■ **Prompt**
Please give the entries again in full and exactly, without any picture.

■ **Source records**

◇ ◇ ◇

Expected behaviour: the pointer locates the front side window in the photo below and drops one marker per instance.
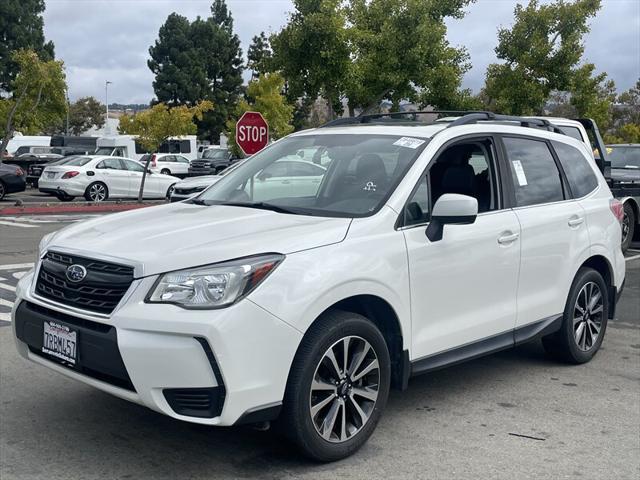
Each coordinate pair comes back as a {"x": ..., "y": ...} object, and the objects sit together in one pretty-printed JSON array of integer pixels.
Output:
[
  {"x": 582, "y": 180},
  {"x": 361, "y": 172},
  {"x": 534, "y": 172}
]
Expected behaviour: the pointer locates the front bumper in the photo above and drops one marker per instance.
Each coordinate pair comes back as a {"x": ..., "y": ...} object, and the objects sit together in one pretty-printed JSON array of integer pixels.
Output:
[{"x": 239, "y": 356}]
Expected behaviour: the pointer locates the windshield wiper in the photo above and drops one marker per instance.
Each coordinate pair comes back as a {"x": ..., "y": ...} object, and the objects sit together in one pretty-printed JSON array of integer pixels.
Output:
[{"x": 261, "y": 206}]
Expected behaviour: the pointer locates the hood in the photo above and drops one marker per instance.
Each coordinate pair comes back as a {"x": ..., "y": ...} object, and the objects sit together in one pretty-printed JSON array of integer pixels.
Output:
[
  {"x": 203, "y": 181},
  {"x": 182, "y": 235}
]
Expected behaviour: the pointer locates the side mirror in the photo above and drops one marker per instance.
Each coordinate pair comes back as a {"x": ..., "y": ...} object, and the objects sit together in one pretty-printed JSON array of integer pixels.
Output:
[{"x": 451, "y": 209}]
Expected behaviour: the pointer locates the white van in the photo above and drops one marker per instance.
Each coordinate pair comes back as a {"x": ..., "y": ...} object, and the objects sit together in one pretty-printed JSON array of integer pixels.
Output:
[
  {"x": 127, "y": 146},
  {"x": 27, "y": 140}
]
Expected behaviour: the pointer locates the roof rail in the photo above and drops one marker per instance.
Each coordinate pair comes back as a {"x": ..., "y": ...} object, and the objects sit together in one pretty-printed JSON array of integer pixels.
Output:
[
  {"x": 391, "y": 117},
  {"x": 465, "y": 118}
]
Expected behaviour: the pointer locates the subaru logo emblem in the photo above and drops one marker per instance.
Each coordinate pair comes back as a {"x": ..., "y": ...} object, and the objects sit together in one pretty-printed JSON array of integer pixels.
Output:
[{"x": 76, "y": 273}]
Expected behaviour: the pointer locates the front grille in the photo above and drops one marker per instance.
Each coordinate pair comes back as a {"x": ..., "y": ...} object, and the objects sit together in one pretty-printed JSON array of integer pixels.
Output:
[{"x": 100, "y": 291}]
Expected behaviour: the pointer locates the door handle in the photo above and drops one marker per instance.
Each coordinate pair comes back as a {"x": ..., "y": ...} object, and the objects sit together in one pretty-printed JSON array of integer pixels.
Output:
[
  {"x": 508, "y": 238},
  {"x": 575, "y": 221}
]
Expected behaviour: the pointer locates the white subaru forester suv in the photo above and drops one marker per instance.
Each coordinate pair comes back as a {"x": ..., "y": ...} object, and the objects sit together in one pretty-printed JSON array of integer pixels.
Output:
[{"x": 421, "y": 246}]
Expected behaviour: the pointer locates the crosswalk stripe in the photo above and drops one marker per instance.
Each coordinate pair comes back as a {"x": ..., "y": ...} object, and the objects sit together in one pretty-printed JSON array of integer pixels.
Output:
[
  {"x": 8, "y": 287},
  {"x": 16, "y": 266},
  {"x": 15, "y": 224}
]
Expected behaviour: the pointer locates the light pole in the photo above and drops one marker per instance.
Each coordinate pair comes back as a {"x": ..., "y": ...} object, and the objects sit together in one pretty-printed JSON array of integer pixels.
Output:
[{"x": 106, "y": 102}]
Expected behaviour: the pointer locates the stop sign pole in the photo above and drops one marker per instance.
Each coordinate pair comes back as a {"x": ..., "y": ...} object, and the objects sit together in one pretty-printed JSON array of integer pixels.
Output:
[{"x": 252, "y": 132}]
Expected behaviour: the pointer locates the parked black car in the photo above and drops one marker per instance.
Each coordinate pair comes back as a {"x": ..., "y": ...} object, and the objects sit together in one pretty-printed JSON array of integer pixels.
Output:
[
  {"x": 12, "y": 179},
  {"x": 213, "y": 161}
]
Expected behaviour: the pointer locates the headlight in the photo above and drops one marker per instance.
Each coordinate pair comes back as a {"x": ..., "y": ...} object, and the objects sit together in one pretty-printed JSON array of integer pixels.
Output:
[{"x": 213, "y": 286}]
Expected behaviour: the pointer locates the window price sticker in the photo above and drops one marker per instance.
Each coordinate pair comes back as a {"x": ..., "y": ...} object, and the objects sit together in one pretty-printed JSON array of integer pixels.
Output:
[{"x": 517, "y": 167}]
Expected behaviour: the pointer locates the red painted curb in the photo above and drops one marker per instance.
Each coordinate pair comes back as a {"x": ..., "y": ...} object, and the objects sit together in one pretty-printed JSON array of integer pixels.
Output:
[{"x": 58, "y": 209}]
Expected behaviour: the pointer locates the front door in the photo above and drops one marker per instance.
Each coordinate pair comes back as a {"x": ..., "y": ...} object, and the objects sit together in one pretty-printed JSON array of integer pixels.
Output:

◇ ◇ ◇

■ **Complete output**
Expected behaviour: the pointer locates the front side window in the photo below and drops one marker per instance.
Each coordinate pair comes back as a {"x": ..., "y": ...} object, and the objects sit together in one pretty-printed JSON array of integer pixels.
Output:
[
  {"x": 582, "y": 180},
  {"x": 361, "y": 172},
  {"x": 534, "y": 172}
]
Expected behaviour: the pointer locates the front bumper in the photo above and drops one marker per instance.
Each coordinate pair comes back as a {"x": ..., "y": ...} object, and the objects sit together in one pretty-printed JSON array of integer pixels.
Output:
[{"x": 239, "y": 356}]
Expected behaviour: the pointer locates the windshield wiper in the photo above and drops one marker per instance.
Each coordinate pair comes back as a {"x": ..., "y": ...} object, and the objects sit together in one pretty-printed JSON array of integer pixels.
Output:
[{"x": 261, "y": 206}]
Expected behaviour: the pointer locates the hood in the photo above and drops one marker per instance.
Each coordinate pair comes back as a {"x": ..., "y": ...} object, and the objects sit together in one pretty-printed JSON array of integer pixels.
Output:
[
  {"x": 203, "y": 181},
  {"x": 182, "y": 235}
]
Expected behaviour: the pointer locates the side mirror in the photo above and drops one marker per instance.
Each coordinate pair comes back as a {"x": ..., "y": ...} object, and the objects sit together in one pretty-printed JSON array of integer pixels.
Output:
[{"x": 451, "y": 209}]
Expected behaviour: the pointer locates the white van in the photo above and drops one marker per instance.
Each coordinate pair comes back as a {"x": ..., "y": ...} object, and the objects sit together in one pretty-printed JSON array of integer pixels.
Output:
[
  {"x": 127, "y": 146},
  {"x": 27, "y": 140}
]
Expected behaviour: the pointer locates the roof rail in the photo above and drops one marker per instance.
Each coordinate pair comes back as a {"x": ..., "y": ...} object, and the objects sit together in one pretty-printed JSON array of integer pixels.
Output:
[
  {"x": 391, "y": 117},
  {"x": 465, "y": 118}
]
Expected behaviour: the pointer locates the subaru logo emblem in the photo above and drops one marker per instance.
Each coordinate pair comes back as a {"x": ..., "y": ...} object, and the objects sit together in one pretty-printed JSON array of integer pixels.
Output:
[{"x": 76, "y": 273}]
Expected behaviour: the pointer locates the front grille in the photo above and drops one marker per instance.
Each coordinate pair comes back as a {"x": ..., "y": ...} object, and the objects sit together in one pretty-printed JSON array of integer pixels.
Output:
[{"x": 100, "y": 291}]
Expected behaviour: the pointer locates the door handle in the photo above and drops one marker per instance.
Each coordinate pair comes back as a {"x": ..., "y": ...} object, and the objects sit together in one pretty-printed JSON array of integer pixels.
Output:
[
  {"x": 508, "y": 238},
  {"x": 575, "y": 221}
]
Expected behaviour: the pointer locates the white subaru forester suv in the photo above and drops one marker per instance.
Each coordinate pair comes back as a {"x": ..., "y": ...} object, and the objects sit together in one pretty-printed JSON array of integer pixels.
Output:
[{"x": 421, "y": 246}]
Expected behaviour: the pointer locates the crosswalk stripe in the photo above and drops one marker per instance.
Each coordinate pair comes back as a {"x": ..., "y": ...} object, and the objects sit together in one pretty-printed JSON array of integer pixels.
Output:
[
  {"x": 8, "y": 287},
  {"x": 16, "y": 266},
  {"x": 15, "y": 224}
]
Expected behaviour: the pointer locates the light pole in the photo above and drops one marker per instance.
Each coordinate pair comes back as a {"x": ..., "y": ...} object, and the objects sit together in one pretty-printed JSON array of integer pixels.
Output:
[{"x": 106, "y": 102}]
Expected behaviour: the pointer locates the stop sign pole in the photo above and drops one marker per instance.
Each coordinate pair comes back as a {"x": ..., "y": ...} object, and the objects sit together in one pretty-printed JSON array of integer pixels.
Output:
[{"x": 252, "y": 132}]
Expected behaviour: the pointer locates the parked black car in the photo above and drops one marker per instance.
Each coordinate pair comes back as a {"x": ..., "y": ...} object, and the objects sit together in one pretty-printed JSON array of integer pixels.
Output:
[
  {"x": 12, "y": 179},
  {"x": 213, "y": 161}
]
Expected behaviour: the pointer locates the headlight in the photo above and drops one marker per instance.
Each coordinate pair comes back as a {"x": ..., "y": ...} object, and the objects sit together in one pretty-printed JSON array of integer pixels.
Output:
[{"x": 213, "y": 286}]
Expected behaviour: the pointer locates the window price sticker in the photo above and drops one marker per instance.
Each coordinate pair comes back as a {"x": ..., "y": ...} object, and the objects sit together in one pretty-printed JSON array of integer pixels.
Output:
[{"x": 517, "y": 167}]
Expected behaviour: the pointer locates the red painted curb in the photo above and drops one marker per instance.
Each coordinate pair comes back as a {"x": ..., "y": ...} object, and the objects sit together in one pretty-printed JSON array of integer pixels.
Output:
[{"x": 58, "y": 209}]
Expected behaviour: the pointer locates the front door in the photo above and drops one marker per instance.
Each coordinate pair comes back as a {"x": ..., "y": ...} object, and the objects sit together in one pretty-printed JSON array of integer pixels.
Output:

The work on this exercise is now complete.